START RECORD EXTRACTS

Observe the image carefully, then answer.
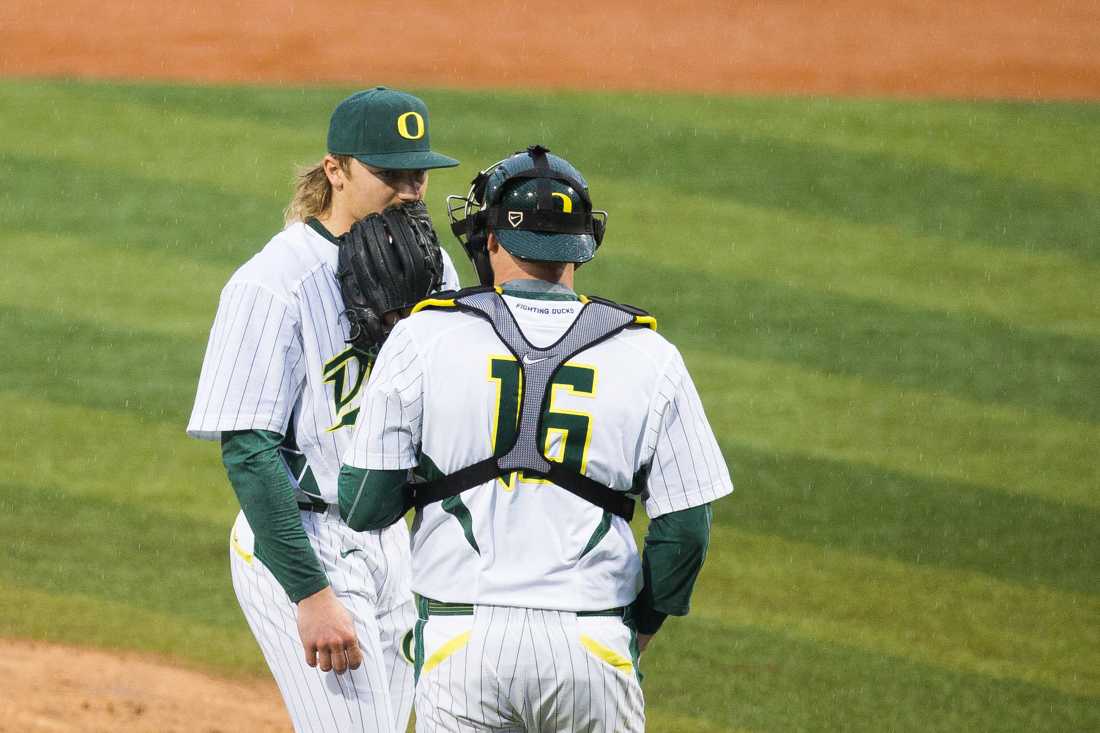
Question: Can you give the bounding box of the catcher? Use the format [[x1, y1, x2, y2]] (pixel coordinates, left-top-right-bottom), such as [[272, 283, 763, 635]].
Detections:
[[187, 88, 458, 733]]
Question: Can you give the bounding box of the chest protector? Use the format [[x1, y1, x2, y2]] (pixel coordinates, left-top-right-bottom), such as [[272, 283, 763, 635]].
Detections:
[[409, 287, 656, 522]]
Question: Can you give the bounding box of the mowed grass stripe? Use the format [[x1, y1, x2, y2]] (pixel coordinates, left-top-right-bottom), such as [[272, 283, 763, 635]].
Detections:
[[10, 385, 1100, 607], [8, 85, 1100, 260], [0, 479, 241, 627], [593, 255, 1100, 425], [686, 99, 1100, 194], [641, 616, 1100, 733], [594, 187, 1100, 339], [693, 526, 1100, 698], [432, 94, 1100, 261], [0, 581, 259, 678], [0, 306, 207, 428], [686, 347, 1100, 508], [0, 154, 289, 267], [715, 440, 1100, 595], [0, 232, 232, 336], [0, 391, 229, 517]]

END RECORD EXTRACTS
START RECORD EXTRACTS

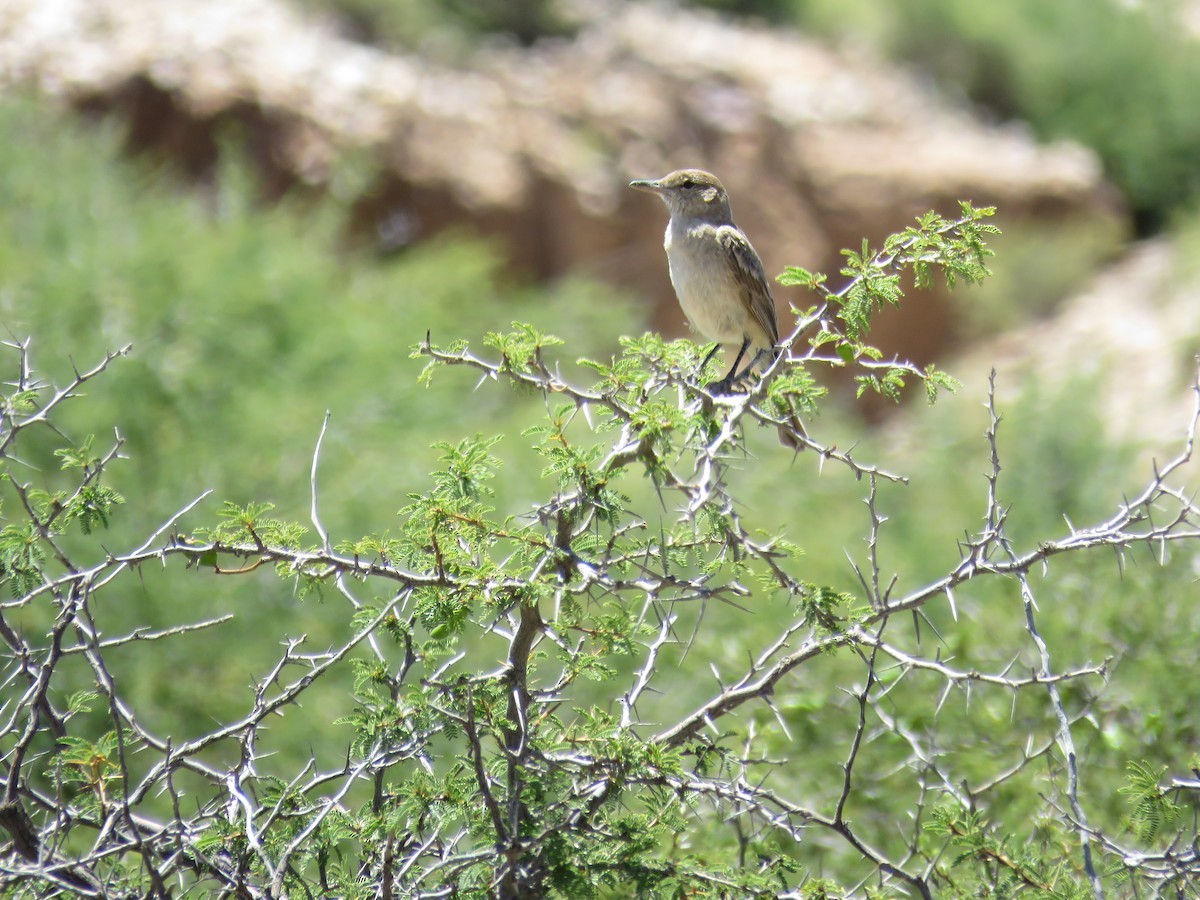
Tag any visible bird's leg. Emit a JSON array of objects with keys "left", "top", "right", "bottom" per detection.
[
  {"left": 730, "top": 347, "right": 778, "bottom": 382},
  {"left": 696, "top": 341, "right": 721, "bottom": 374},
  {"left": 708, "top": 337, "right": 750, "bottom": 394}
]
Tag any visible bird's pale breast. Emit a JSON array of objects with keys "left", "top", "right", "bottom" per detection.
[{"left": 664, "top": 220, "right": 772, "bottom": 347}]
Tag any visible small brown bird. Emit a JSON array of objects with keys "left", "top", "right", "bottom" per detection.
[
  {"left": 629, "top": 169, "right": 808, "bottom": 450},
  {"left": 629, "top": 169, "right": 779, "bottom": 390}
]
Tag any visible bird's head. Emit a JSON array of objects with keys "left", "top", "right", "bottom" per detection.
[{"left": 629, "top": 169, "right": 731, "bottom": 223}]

END RECORD EXTRACTS
START RECORD EXTRACTS

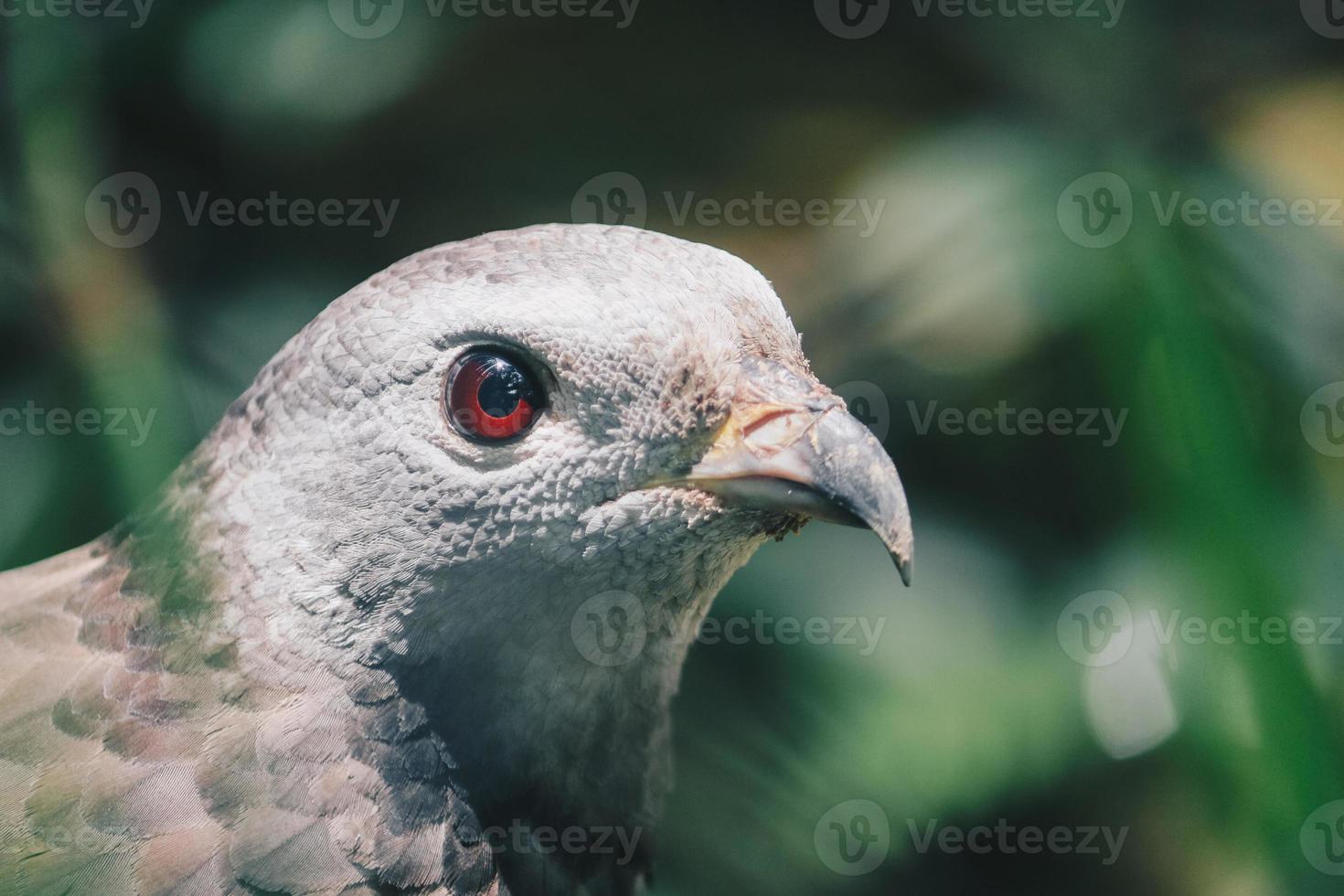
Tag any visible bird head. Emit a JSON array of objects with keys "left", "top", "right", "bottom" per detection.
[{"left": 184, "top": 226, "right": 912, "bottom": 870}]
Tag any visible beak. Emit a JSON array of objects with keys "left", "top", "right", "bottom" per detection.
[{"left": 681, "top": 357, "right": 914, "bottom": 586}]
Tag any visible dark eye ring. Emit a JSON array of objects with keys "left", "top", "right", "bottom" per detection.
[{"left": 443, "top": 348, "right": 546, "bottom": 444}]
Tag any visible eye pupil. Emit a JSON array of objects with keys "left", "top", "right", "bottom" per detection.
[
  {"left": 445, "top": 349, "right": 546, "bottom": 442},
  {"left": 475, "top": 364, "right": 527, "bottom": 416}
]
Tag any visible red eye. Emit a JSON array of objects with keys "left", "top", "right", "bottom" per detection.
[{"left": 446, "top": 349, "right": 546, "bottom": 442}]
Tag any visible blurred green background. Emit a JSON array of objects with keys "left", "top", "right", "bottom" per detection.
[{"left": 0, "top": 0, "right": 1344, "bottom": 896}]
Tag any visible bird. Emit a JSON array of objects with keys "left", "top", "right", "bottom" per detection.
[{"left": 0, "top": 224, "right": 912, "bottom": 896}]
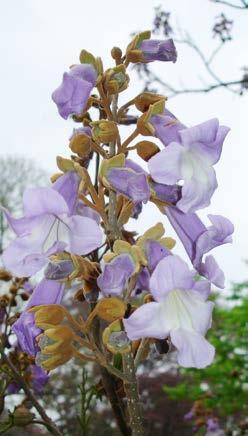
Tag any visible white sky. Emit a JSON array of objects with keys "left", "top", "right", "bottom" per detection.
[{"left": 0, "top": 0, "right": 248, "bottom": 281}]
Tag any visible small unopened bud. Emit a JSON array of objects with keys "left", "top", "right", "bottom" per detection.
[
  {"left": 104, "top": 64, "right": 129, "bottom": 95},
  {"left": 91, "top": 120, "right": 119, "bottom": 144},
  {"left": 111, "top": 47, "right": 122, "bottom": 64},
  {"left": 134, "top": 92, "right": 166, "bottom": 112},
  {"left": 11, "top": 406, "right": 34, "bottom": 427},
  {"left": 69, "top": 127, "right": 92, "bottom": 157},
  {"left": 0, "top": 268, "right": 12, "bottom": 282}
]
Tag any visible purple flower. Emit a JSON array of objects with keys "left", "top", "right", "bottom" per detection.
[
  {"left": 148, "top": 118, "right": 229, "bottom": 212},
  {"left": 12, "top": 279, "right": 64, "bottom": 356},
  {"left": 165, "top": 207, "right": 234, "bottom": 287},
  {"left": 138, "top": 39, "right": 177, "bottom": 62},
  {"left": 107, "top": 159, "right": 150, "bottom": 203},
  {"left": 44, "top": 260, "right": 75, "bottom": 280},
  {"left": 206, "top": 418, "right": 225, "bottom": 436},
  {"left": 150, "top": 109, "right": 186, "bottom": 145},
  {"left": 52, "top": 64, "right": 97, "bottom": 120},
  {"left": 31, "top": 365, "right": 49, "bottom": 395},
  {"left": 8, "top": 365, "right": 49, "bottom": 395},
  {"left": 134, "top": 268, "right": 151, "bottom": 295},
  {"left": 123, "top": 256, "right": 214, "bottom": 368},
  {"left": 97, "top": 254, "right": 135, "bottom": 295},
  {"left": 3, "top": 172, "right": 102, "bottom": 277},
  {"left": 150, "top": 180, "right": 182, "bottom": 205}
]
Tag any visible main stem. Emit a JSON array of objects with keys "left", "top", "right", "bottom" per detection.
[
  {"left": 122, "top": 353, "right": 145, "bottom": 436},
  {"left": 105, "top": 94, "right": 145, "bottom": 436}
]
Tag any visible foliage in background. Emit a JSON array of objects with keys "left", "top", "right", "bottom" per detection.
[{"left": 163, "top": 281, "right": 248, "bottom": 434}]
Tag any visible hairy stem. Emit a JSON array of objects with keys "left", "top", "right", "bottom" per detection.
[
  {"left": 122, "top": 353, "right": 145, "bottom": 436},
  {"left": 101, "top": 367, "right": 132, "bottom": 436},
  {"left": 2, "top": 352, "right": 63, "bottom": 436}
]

END RECORD EXTRACTS

*PROBLEM DETAILS*.
Filter the entries above and copy out, unchanged, each line that contains the word "background".

*TASK RESULT*.
Tag any visible blurred green background. Emit a JSON array of objects with keys "left", "top", "right", "bottom" per detection.
Tag any visible foliage in background. Emit a JSON array of objects with keys "left", "top", "right", "bottom" per detection.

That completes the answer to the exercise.